What is needed: For the word "trousers", copy every line of the material that includes it.

Records provided:
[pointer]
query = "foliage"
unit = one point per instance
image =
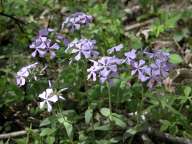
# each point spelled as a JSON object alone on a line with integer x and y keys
{"x": 92, "y": 112}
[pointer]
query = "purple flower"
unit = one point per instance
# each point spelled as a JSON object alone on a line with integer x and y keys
{"x": 45, "y": 31}
{"x": 130, "y": 56}
{"x": 23, "y": 73}
{"x": 115, "y": 49}
{"x": 105, "y": 68}
{"x": 83, "y": 47}
{"x": 61, "y": 38}
{"x": 160, "y": 68}
{"x": 42, "y": 46}
{"x": 51, "y": 48}
{"x": 39, "y": 46}
{"x": 139, "y": 68}
{"x": 158, "y": 54}
{"x": 76, "y": 20}
{"x": 153, "y": 77}
{"x": 49, "y": 97}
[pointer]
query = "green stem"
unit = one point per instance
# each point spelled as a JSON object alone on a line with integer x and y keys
{"x": 109, "y": 95}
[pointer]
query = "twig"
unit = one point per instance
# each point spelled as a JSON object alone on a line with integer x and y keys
{"x": 138, "y": 25}
{"x": 15, "y": 134}
{"x": 165, "y": 137}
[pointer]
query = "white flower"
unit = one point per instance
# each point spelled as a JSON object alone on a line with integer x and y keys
{"x": 49, "y": 97}
{"x": 23, "y": 73}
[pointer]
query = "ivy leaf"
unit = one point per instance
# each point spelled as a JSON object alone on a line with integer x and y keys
{"x": 175, "y": 59}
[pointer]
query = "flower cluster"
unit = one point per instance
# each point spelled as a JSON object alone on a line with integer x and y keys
{"x": 115, "y": 49}
{"x": 105, "y": 68}
{"x": 23, "y": 73}
{"x": 82, "y": 47}
{"x": 49, "y": 97}
{"x": 43, "y": 45}
{"x": 76, "y": 20}
{"x": 159, "y": 70}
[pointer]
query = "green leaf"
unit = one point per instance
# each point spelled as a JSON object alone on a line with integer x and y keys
{"x": 45, "y": 122}
{"x": 187, "y": 91}
{"x": 102, "y": 128}
{"x": 165, "y": 125}
{"x": 119, "y": 122}
{"x": 105, "y": 112}
{"x": 88, "y": 115}
{"x": 47, "y": 131}
{"x": 175, "y": 59}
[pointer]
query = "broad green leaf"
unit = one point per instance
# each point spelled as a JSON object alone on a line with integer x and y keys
{"x": 175, "y": 59}
{"x": 119, "y": 122}
{"x": 45, "y": 122}
{"x": 165, "y": 125}
{"x": 102, "y": 128}
{"x": 47, "y": 131}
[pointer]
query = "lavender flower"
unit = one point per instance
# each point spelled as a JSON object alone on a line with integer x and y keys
{"x": 23, "y": 73}
{"x": 139, "y": 68}
{"x": 76, "y": 20}
{"x": 61, "y": 38}
{"x": 82, "y": 47}
{"x": 42, "y": 46}
{"x": 45, "y": 31}
{"x": 105, "y": 68}
{"x": 158, "y": 54}
{"x": 115, "y": 49}
{"x": 130, "y": 56}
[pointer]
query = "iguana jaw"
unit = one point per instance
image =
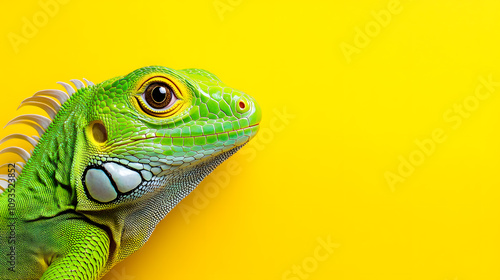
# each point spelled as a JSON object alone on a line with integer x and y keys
{"x": 136, "y": 221}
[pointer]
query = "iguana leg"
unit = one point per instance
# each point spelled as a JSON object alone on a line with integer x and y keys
{"x": 86, "y": 255}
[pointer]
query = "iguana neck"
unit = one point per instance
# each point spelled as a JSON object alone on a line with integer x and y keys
{"x": 43, "y": 188}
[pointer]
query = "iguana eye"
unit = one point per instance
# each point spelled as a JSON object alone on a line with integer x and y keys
{"x": 159, "y": 96}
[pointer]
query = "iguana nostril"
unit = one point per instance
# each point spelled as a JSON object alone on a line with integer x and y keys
{"x": 242, "y": 106}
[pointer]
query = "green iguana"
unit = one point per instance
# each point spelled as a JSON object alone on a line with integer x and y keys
{"x": 113, "y": 161}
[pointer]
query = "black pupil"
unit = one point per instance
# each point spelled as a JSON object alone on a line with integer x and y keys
{"x": 159, "y": 94}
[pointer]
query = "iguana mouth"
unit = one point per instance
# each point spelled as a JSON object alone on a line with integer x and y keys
{"x": 177, "y": 137}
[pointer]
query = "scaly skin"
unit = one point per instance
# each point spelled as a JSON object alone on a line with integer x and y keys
{"x": 69, "y": 218}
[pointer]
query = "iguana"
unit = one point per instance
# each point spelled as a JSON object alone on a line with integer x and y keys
{"x": 113, "y": 161}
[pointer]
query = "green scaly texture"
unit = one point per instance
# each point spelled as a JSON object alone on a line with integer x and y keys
{"x": 110, "y": 167}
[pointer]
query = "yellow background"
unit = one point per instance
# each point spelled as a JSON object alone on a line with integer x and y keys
{"x": 321, "y": 173}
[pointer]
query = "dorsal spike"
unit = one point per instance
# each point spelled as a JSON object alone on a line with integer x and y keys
{"x": 44, "y": 122}
{"x": 57, "y": 94}
{"x": 30, "y": 140}
{"x": 42, "y": 99}
{"x": 17, "y": 166}
{"x": 68, "y": 88}
{"x": 38, "y": 129}
{"x": 17, "y": 150}
{"x": 78, "y": 84}
{"x": 49, "y": 110}
{"x": 6, "y": 177}
{"x": 89, "y": 83}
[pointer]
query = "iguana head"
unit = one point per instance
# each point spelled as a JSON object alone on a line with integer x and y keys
{"x": 157, "y": 128}
{"x": 124, "y": 152}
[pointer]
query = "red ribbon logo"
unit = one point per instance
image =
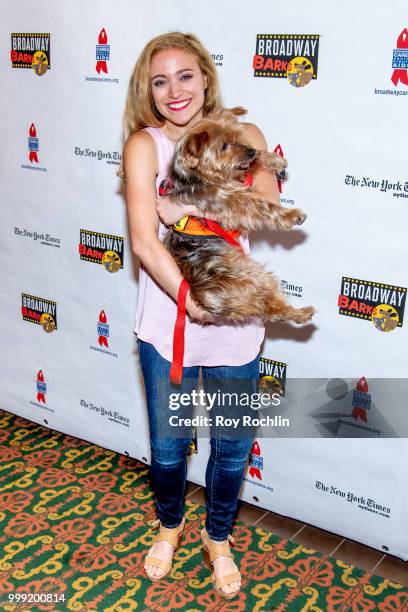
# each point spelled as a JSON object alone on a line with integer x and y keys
{"x": 401, "y": 74}
{"x": 103, "y": 341}
{"x": 33, "y": 144}
{"x": 101, "y": 63}
{"x": 358, "y": 412}
{"x": 281, "y": 175}
{"x": 255, "y": 471}
{"x": 40, "y": 387}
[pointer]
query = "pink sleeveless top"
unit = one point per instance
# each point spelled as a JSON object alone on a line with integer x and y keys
{"x": 205, "y": 345}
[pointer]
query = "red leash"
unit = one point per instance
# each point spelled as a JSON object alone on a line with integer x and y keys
{"x": 176, "y": 370}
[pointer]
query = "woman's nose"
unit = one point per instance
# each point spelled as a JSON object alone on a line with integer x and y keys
{"x": 174, "y": 89}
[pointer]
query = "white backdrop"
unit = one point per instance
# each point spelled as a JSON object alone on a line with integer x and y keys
{"x": 344, "y": 135}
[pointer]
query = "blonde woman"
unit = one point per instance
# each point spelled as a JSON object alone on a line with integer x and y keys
{"x": 173, "y": 86}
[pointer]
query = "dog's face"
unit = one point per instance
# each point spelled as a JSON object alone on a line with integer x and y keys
{"x": 214, "y": 150}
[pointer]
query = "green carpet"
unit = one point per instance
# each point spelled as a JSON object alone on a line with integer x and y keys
{"x": 74, "y": 521}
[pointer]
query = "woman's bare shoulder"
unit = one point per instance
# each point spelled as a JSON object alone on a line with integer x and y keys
{"x": 140, "y": 146}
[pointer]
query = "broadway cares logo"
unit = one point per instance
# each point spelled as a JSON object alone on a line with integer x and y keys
{"x": 364, "y": 503}
{"x": 400, "y": 67}
{"x": 398, "y": 189}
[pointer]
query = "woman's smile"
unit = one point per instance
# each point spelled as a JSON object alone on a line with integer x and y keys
{"x": 178, "y": 88}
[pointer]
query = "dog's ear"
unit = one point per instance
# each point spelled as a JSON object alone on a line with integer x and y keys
{"x": 195, "y": 145}
{"x": 238, "y": 110}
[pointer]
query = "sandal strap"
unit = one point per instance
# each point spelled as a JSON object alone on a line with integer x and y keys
{"x": 217, "y": 549}
{"x": 167, "y": 534}
{"x": 227, "y": 579}
{"x": 160, "y": 563}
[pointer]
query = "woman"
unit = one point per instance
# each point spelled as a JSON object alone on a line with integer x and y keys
{"x": 173, "y": 86}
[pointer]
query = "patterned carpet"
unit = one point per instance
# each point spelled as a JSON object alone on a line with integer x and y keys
{"x": 74, "y": 521}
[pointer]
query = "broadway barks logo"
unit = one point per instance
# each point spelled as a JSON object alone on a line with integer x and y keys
{"x": 272, "y": 376}
{"x": 31, "y": 51}
{"x": 40, "y": 311}
{"x": 381, "y": 304}
{"x": 287, "y": 56}
{"x": 104, "y": 249}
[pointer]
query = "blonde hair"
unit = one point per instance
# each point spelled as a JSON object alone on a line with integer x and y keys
{"x": 140, "y": 110}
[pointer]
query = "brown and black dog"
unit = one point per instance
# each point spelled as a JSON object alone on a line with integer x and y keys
{"x": 210, "y": 165}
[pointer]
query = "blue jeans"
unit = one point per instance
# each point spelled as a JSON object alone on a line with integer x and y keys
{"x": 226, "y": 464}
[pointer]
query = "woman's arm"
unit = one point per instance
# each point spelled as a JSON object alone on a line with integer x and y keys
{"x": 140, "y": 167}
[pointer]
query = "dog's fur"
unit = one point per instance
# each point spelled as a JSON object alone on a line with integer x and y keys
{"x": 208, "y": 168}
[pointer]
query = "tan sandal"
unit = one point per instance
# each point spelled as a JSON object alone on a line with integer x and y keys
{"x": 173, "y": 537}
{"x": 215, "y": 550}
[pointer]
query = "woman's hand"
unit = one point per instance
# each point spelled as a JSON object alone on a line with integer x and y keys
{"x": 170, "y": 212}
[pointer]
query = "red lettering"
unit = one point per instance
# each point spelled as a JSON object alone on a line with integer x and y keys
{"x": 268, "y": 64}
{"x": 257, "y": 62}
{"x": 343, "y": 301}
{"x": 33, "y": 315}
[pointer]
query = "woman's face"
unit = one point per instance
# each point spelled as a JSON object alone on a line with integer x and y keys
{"x": 178, "y": 86}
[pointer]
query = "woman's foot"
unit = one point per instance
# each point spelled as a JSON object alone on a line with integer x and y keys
{"x": 163, "y": 551}
{"x": 222, "y": 567}
{"x": 160, "y": 556}
{"x": 226, "y": 576}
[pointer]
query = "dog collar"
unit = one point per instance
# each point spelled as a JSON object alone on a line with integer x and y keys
{"x": 167, "y": 184}
{"x": 249, "y": 179}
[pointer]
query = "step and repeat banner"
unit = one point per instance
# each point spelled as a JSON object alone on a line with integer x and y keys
{"x": 329, "y": 89}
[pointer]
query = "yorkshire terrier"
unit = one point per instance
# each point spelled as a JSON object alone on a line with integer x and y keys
{"x": 210, "y": 169}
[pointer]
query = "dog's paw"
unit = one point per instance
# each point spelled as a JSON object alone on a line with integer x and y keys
{"x": 289, "y": 218}
{"x": 303, "y": 315}
{"x": 299, "y": 216}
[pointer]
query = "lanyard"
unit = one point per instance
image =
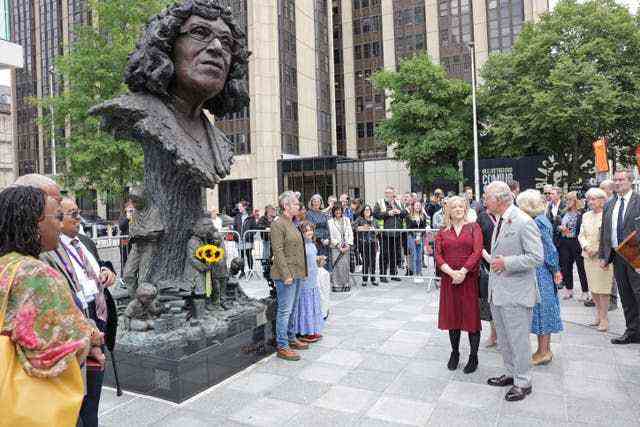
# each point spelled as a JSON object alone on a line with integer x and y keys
{"x": 69, "y": 271}
{"x": 72, "y": 255}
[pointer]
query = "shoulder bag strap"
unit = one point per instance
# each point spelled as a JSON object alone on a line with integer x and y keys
{"x": 5, "y": 302}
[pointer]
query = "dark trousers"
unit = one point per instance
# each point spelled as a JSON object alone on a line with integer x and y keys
{"x": 248, "y": 255}
{"x": 91, "y": 401}
{"x": 390, "y": 252}
{"x": 570, "y": 252}
{"x": 368, "y": 250}
{"x": 629, "y": 289}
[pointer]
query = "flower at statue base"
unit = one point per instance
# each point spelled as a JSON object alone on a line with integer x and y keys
{"x": 209, "y": 254}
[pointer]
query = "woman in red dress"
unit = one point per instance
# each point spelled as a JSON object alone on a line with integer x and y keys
{"x": 458, "y": 253}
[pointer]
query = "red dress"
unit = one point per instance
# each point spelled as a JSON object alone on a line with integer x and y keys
{"x": 459, "y": 304}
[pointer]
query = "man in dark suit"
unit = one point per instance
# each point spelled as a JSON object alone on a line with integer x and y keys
{"x": 619, "y": 220}
{"x": 77, "y": 259}
{"x": 555, "y": 209}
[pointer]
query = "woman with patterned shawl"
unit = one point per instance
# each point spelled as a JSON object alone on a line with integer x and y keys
{"x": 42, "y": 317}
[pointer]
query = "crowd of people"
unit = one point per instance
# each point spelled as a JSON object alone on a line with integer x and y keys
{"x": 508, "y": 259}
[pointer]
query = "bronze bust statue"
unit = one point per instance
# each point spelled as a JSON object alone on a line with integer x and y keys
{"x": 191, "y": 57}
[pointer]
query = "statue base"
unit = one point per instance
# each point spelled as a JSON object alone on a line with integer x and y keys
{"x": 181, "y": 358}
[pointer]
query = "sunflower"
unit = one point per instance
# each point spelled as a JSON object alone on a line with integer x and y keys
{"x": 209, "y": 254}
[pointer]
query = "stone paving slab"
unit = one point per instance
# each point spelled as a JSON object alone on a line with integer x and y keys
{"x": 382, "y": 362}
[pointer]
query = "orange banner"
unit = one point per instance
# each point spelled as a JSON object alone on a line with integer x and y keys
{"x": 600, "y": 151}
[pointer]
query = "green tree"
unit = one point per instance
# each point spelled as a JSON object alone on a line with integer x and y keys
{"x": 92, "y": 72}
{"x": 570, "y": 79}
{"x": 431, "y": 118}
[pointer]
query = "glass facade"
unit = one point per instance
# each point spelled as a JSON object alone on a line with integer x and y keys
{"x": 368, "y": 58}
{"x": 326, "y": 176}
{"x": 288, "y": 76}
{"x": 455, "y": 21}
{"x": 338, "y": 78}
{"x": 237, "y": 125}
{"x": 410, "y": 29}
{"x": 323, "y": 78}
{"x": 5, "y": 20}
{"x": 505, "y": 20}
{"x": 23, "y": 32}
{"x": 40, "y": 32}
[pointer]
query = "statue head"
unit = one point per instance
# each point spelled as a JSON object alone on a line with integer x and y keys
{"x": 236, "y": 266}
{"x": 193, "y": 47}
{"x": 204, "y": 228}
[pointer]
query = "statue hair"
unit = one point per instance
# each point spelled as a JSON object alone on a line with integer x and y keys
{"x": 151, "y": 69}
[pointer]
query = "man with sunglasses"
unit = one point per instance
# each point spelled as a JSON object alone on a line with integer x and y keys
{"x": 77, "y": 259}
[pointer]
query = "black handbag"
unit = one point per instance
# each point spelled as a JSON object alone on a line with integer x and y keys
{"x": 483, "y": 282}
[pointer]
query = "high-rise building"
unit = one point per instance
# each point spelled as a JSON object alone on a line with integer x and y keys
{"x": 309, "y": 82}
{"x": 45, "y": 30}
{"x": 373, "y": 34}
{"x": 10, "y": 59}
{"x": 7, "y": 173}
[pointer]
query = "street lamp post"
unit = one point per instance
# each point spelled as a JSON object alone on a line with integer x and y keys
{"x": 53, "y": 126}
{"x": 476, "y": 161}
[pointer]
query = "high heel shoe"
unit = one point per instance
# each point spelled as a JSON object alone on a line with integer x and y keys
{"x": 543, "y": 359}
{"x": 603, "y": 326}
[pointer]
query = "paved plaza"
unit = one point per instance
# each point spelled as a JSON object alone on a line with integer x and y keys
{"x": 382, "y": 362}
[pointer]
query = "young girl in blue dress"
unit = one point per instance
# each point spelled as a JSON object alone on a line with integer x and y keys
{"x": 307, "y": 312}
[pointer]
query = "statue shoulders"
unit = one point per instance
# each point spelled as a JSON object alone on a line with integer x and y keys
{"x": 132, "y": 116}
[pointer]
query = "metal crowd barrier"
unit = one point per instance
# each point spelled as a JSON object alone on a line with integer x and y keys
{"x": 395, "y": 253}
{"x": 260, "y": 252}
{"x": 114, "y": 249}
{"x": 382, "y": 248}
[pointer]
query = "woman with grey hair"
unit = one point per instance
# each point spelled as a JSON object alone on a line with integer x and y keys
{"x": 288, "y": 269}
{"x": 317, "y": 217}
{"x": 546, "y": 312}
{"x": 589, "y": 238}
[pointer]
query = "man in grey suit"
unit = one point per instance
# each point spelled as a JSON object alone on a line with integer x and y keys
{"x": 620, "y": 218}
{"x": 516, "y": 250}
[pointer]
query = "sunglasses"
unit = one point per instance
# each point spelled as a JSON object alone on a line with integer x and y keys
{"x": 73, "y": 214}
{"x": 59, "y": 216}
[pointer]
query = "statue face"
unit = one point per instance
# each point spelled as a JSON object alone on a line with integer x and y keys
{"x": 202, "y": 57}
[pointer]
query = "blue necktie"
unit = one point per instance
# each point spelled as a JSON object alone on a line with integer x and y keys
{"x": 619, "y": 231}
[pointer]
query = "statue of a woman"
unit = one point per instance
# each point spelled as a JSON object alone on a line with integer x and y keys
{"x": 191, "y": 57}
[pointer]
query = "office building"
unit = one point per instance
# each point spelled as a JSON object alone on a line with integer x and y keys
{"x": 10, "y": 58}
{"x": 7, "y": 172}
{"x": 308, "y": 80}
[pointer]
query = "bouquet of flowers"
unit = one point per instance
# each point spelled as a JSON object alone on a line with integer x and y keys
{"x": 210, "y": 255}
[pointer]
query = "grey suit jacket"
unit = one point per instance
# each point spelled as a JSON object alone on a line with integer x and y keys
{"x": 631, "y": 222}
{"x": 520, "y": 244}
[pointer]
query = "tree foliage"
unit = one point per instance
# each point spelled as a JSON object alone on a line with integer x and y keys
{"x": 570, "y": 79}
{"x": 92, "y": 72}
{"x": 431, "y": 118}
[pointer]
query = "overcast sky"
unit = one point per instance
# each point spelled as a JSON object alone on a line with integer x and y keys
{"x": 633, "y": 5}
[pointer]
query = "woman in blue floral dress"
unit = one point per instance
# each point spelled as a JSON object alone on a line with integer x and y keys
{"x": 307, "y": 312}
{"x": 546, "y": 313}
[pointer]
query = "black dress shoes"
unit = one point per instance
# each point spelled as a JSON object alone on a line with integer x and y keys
{"x": 516, "y": 393}
{"x": 454, "y": 359}
{"x": 626, "y": 338}
{"x": 502, "y": 381}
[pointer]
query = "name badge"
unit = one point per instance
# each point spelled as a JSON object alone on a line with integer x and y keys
{"x": 82, "y": 299}
{"x": 89, "y": 286}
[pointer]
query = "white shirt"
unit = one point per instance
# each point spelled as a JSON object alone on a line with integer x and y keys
{"x": 89, "y": 287}
{"x": 614, "y": 217}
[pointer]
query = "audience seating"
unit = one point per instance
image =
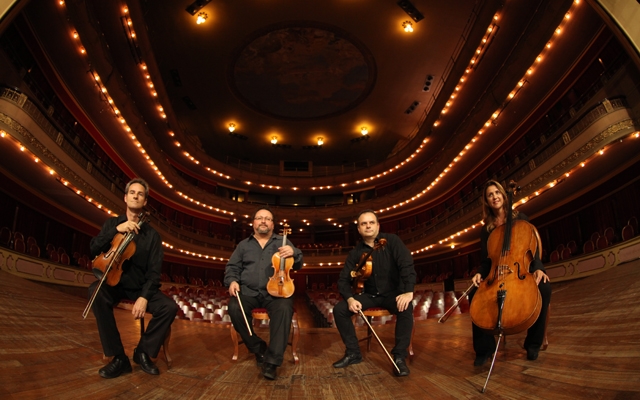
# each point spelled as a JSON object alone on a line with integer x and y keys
{"x": 5, "y": 236}
{"x": 19, "y": 246}
{"x": 633, "y": 221}
{"x": 34, "y": 250}
{"x": 610, "y": 235}
{"x": 602, "y": 243}
{"x": 260, "y": 314}
{"x": 627, "y": 232}
{"x": 53, "y": 256}
{"x": 588, "y": 247}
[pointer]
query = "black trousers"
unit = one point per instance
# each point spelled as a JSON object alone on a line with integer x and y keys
{"x": 280, "y": 312}
{"x": 484, "y": 343}
{"x": 162, "y": 308}
{"x": 404, "y": 322}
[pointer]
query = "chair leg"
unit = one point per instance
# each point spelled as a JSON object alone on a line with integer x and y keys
{"x": 234, "y": 339}
{"x": 545, "y": 341}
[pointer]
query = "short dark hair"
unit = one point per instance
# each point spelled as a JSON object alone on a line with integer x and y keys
{"x": 140, "y": 181}
{"x": 266, "y": 208}
{"x": 368, "y": 210}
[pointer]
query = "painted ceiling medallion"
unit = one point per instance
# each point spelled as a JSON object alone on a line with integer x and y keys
{"x": 302, "y": 71}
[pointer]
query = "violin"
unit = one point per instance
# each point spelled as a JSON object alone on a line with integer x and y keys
{"x": 107, "y": 266}
{"x": 281, "y": 284}
{"x": 365, "y": 267}
{"x": 508, "y": 301}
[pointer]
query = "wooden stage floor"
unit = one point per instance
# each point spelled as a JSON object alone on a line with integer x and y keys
{"x": 48, "y": 351}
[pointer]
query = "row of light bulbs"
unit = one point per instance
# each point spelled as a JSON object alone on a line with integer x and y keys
{"x": 494, "y": 116}
{"x": 364, "y": 131}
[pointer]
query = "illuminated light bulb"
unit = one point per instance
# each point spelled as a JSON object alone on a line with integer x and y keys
{"x": 202, "y": 17}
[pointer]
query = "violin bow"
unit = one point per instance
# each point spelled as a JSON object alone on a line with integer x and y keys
{"x": 243, "y": 314}
{"x": 446, "y": 315}
{"x": 379, "y": 341}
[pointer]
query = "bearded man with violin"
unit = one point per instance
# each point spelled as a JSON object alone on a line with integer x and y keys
{"x": 495, "y": 209}
{"x": 139, "y": 282}
{"x": 390, "y": 286}
{"x": 247, "y": 274}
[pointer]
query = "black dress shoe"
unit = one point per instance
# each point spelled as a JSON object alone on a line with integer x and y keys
{"x": 269, "y": 371}
{"x": 347, "y": 360}
{"x": 402, "y": 366}
{"x": 145, "y": 362}
{"x": 117, "y": 366}
{"x": 260, "y": 354}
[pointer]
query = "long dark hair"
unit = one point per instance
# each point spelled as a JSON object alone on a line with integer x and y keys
{"x": 488, "y": 217}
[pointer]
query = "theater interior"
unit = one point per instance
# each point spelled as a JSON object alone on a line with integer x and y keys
{"x": 319, "y": 110}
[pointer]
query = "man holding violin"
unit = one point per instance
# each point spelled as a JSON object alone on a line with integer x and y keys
{"x": 139, "y": 282}
{"x": 247, "y": 274}
{"x": 389, "y": 286}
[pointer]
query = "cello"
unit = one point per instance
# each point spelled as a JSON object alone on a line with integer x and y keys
{"x": 281, "y": 284}
{"x": 107, "y": 266}
{"x": 508, "y": 301}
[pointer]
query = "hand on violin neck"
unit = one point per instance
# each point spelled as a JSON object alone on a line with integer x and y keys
{"x": 234, "y": 288}
{"x": 354, "y": 305}
{"x": 285, "y": 251}
{"x": 403, "y": 300}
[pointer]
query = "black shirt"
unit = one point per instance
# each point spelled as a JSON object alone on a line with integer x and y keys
{"x": 250, "y": 265}
{"x": 141, "y": 273}
{"x": 393, "y": 270}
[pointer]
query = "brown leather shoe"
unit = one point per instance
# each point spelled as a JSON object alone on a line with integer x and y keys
{"x": 145, "y": 362}
{"x": 347, "y": 360}
{"x": 118, "y": 366}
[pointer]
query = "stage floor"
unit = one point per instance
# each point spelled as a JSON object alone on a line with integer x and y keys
{"x": 48, "y": 351}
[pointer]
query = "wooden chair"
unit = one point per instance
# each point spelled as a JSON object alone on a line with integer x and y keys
{"x": 610, "y": 235}
{"x": 34, "y": 250}
{"x": 572, "y": 245}
{"x": 627, "y": 232}
{"x": 262, "y": 315}
{"x": 5, "y": 236}
{"x": 378, "y": 312}
{"x": 19, "y": 246}
{"x": 602, "y": 243}
{"x": 588, "y": 247}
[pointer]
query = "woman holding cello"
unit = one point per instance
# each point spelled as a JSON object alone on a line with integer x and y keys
{"x": 496, "y": 210}
{"x": 133, "y": 273}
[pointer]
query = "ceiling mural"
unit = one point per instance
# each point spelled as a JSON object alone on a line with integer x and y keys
{"x": 302, "y": 71}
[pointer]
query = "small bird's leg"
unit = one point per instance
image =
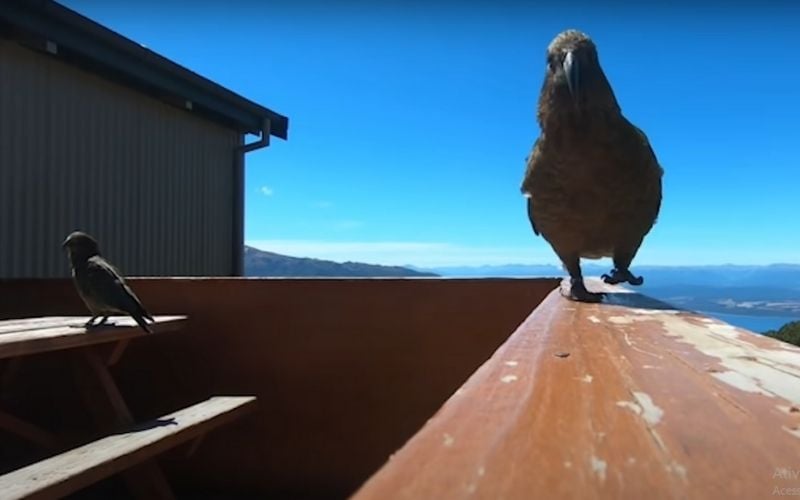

Your response:
query = "dark trousers"
query = "black trousers"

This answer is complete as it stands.